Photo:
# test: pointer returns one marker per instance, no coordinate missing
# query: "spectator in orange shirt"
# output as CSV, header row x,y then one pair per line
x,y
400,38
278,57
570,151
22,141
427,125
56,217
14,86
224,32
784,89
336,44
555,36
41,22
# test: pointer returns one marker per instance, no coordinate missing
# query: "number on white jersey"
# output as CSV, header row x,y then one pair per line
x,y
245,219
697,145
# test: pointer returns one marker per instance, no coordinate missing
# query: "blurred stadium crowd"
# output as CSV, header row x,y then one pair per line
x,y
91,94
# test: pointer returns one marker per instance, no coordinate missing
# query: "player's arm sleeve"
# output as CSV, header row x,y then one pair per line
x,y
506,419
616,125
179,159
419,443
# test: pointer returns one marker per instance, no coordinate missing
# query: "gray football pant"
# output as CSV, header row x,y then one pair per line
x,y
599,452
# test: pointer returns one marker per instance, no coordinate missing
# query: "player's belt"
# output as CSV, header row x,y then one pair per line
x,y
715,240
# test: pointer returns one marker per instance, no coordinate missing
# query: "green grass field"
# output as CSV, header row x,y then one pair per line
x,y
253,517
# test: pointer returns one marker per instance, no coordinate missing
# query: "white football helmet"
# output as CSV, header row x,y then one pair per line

### WHAT IS NEEDED:
Print all of the lines above so that each one matches its original exactly.

### ANSWER AREA:
Photo:
# test: pointer returns one marker per instance, no coordinate missing
# query: "spectator in orange shirt"
# output as CSV, header row x,y then one pair per line
x,y
400,38
278,57
570,151
22,141
427,125
56,217
14,86
224,32
784,89
336,44
555,36
41,22
# test: pointer returns one marker per instance, no coordinate missing
# query: "number on white jersey"
# output as CSV, header row x,y then one pair per line
x,y
245,219
697,145
# test: pointer returns one marker per instance, no coordinate missing
# query: "blurred stadium crowd"
# output as CSV, header row x,y then one pair per line
x,y
91,94
# test: pointer returns one marker per instance, no coordinate missing
# query: "player's arm sleeve"
# output as CSV, header row x,y then one pair per line
x,y
506,419
616,125
179,159
419,443
# test: pointer returns one marker per instance, no coordinate missing
# query: "gray football pant"
# output as CSV, header row x,y then one pair per line
x,y
599,452
# test: pointer returns one marker per instance, no coordinate missing
# query: "player's belt"
# output as CSV, header row x,y then one pair per line
x,y
715,240
# test: pointer returns one marker per instance, no coordinate missing
# query: "green grass field"
# output as CSV, header row x,y then one pair per line
x,y
253,517
# test: pointer returns one marker per instance, no coordinate missing
# query: "white football helmet"
# output as CSV, header row x,y then one pair per line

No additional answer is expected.